--- Start SOURCE DATA ---

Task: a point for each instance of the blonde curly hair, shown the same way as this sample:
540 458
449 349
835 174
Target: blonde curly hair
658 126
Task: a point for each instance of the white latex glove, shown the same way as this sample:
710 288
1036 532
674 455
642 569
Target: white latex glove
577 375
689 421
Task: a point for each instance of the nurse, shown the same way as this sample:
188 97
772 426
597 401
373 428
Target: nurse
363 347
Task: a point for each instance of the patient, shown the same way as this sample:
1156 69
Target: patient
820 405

--- End SOURCE DATA ---

### OBJECTIVE
Reproduce all of the entries above, substituting "Object" for every occurrence of "Target" and changing nothing else.

### TASK RESULT
Task: a point for each instance of the blonde curly hair, shown the same way as this sample:
540 458
449 349
835 174
Object: blonde curly hair
658 126
Task: a point for each instance of the white latex glove, shown the same way as this sample:
710 288
1036 532
674 455
642 569
Object: white latex glove
577 375
689 421
Task: a point for each instance of the nurse, shown the same way as this sample:
188 97
772 426
597 401
373 428
Object: nurse
363 347
Task: a point for each instance of the patient, shown the same way as this sample:
1156 69
Object: patient
820 405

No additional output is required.